-- Passage provided follows --

The conventional topology optimization as shown in Fig.1 is a powerful free-form tool based on Finite Element Method (FEM) which is commonly utilized in engineering for evaluation of a technical design. While the resulting geometry fulfils the BC:s, here a set of mechanical loads, the manufacturability of the part is excluded and additional reverse engineering is needed for a final part to be manufacturable. Ideally, AM-operating conditions should be included in order to prevent subsequent part failures. These operating conditions are essential across different manufacturing method but especially important for metal powder 3D printing where the heating and cooling during the printing process could cause severe damages due to development of internal stresses. These may also include laser power, scan speed, layer- and hatch extensions, which all can have fundamental importance on the final part. The design may also require additional, sacrificial support for anchoring the part adding additional time and economical cost to the AM-process.

The first step towards fully integrated AI-driven AM process is inclusion of the computer-aided design (CAD) model into the process. AI, or more specifically ML, are set of methods for learning and making inference given a set of training dataset. Among ML methods, Neural Networks (NN) are one of the most popular ML techniques which are currently undergoing rapid development due to the vast amount of data that is currently available, the abundance of processing resources, and its sophisticated algorithm structure with applications ranging from computer vision, natural language processing and voice recognition to autonomous driving.


Figure 2 Construction of the structured grid of points for autoencoder.

As an initial step for incorporating the physical process of AM, we utilize autoencoder (AE) which are a specific type of NN to automatically parameterise the complete data of the 3D design as shown in Fig.2. The AE then learns how to compress the geometric shape information into a “compact summary” or a set of latent parameters which are the key aspect of a given design, the DNA of a 3D-design. As each design has specific set of latent parameters, i.e., the most representative set of parameters these can then be used to further assessment and generating new geometries, commonly referred to as generative autoencoders. In this case, the 3D mesh is represented by a structured grid of points with are then used for training the NN. AEs are considered as unsupervised learning technique since it does not require explicit labels to train on and depth of the NN can be adjusted as well as the number of time-steps and latent parameters. Here, two layers are used for the depth of the encoder and the decoder with total of 3000 training steps.

-- Passage provided concluded --
-- Extracted entries follows --

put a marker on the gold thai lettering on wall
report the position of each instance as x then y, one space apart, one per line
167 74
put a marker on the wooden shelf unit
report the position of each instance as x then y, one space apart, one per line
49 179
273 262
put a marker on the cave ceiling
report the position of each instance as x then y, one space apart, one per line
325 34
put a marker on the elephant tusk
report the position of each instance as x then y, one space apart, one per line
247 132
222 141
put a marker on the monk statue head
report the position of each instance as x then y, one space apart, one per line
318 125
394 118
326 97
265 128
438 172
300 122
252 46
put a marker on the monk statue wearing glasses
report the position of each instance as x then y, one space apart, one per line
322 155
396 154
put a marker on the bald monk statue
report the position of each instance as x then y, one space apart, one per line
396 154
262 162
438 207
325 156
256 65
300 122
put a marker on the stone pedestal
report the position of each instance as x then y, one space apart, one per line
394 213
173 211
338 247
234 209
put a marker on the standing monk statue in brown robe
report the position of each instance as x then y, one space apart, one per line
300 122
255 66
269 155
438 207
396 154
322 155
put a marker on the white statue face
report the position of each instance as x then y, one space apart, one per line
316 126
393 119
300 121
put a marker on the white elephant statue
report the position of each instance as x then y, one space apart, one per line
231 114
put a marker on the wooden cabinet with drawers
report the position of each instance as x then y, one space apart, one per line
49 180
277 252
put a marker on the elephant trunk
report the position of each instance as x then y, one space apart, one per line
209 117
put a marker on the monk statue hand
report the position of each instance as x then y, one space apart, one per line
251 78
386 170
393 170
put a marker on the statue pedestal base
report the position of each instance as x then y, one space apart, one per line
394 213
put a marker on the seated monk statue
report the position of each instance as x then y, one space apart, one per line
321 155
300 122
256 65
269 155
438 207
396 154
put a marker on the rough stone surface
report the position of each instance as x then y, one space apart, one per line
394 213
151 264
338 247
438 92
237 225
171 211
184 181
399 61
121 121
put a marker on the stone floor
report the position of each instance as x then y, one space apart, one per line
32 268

-- Extracted entries concluded --

§ Tasks to carry out
1. In the passage on AI-driven additive manufacturing design, how many training steps are used for the autoencoder?
2. Extend the passage on autoencoders for additive manufacturing design, beginning after its final sentence.

§ Answers for the tasks
1. A total of 3000 training steps.

2.
Figure 3 The loss function, the key latent parameters and visual assessment of the design.

The performance of the model is shown in Fig.3 where the loss function, key latent parameters and visual assessment is shown. The loss functions, or reconstruction loss in this case, quantifies the reconstruction of the resulting design when compared to the original design. The key latent parameters are shown in the middle of same figure allowing the designer to study the impact of each individual feature, here, the location of the widest arm, location of the largest load and the thickness of these two. These are of high importance is quantification of the contribution of each variable enabling the designer to understand why the design functions as it does On the RHS in Fig.3 a visual assessment the encoders capability of regenerating the original design is shown, indicating that additional training of the model could improve the accuracy of the reconstruction.

Since the quantified model is still well represented it can now be used for coupling the geometry to latent parameters which in turn can be used to generate completely new geometries. These latent variables may also have combined influence on the surface morphology. What is evident is that the initial surface morphology can be captured with the model allowing for machine (operating) parameters to be added and quantified as well as the physical processes. This approach is thus paving the way for incorporating the operating conditions as well as the physics-driven methods. In order to validate the current method a case study is currently performed at the RISE AM-centre assessing effectiveness of the method.